• _SELECTED EXCERPT_
- Date: December 8 1970
- Meeting no.: 1,563
- Code: S/RES/290 (Document)
- Subject: Complaint by Guinea
- Voting summary: 11 voted for; None voted against; 4 abstained;
- Result: Adopted

Security Council composition
- Permanent members: China; France; Soviet Union; United Kingdom; United States;
- Non-permanent members: Burundi; Colombia; Finland; Nepal; Poland; Spain; Syria; Zambia;

= United Nations Security Council Resolution 290 =

United Nations Security Council Resolution 290, adopted on December 8, 1970, after more invasions of the territory of the Republic of Guinea by naval and military units of Portugal on November 22/23 and 27/28 (codenamed Operação Mar Verde by the Portuguese), the Council reaffirmed its numerous previous resolutions on the topic, including the right of the peoples of Angola, Mozambique and Portuguese Guinea to be freed from the Portuguese Empire ruled by the Estado Novo regime. The Council endorsed the conclusions of the report by the Special Mission to the Republic of Guinea, strongly condemned the Portuguese Government, demanded that full compensation be paid to the Republic and declared that Portuguese colonialism was a serious threat to the peace and security of Africa.

• _WHAT IS REQUIRED_
According to the Resolution 290 summary, what led the Security Council to adopt the resolution? Answer in one to three sentences. Use only the Resolution 290 summary to answer.

[Rows from a dataset]
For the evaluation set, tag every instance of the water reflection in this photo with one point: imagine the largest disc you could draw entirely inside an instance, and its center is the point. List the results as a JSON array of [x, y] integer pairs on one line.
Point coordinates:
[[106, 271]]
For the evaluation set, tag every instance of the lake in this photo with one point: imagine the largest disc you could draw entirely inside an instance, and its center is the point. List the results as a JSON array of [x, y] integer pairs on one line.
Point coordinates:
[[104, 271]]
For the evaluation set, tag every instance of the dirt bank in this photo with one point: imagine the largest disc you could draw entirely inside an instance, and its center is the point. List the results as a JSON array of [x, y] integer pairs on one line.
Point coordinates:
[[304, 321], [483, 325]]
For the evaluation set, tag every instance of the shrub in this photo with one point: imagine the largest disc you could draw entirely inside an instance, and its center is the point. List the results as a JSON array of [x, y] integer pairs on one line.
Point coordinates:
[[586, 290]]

• _SOLUTION BELOW_
The Council adopted it after further invasions of the Republic of Guinea's territory by Portuguese naval and military units on November 22/23 and 27/28. The Portuguese gave these operations the codename Operação Mar Verde.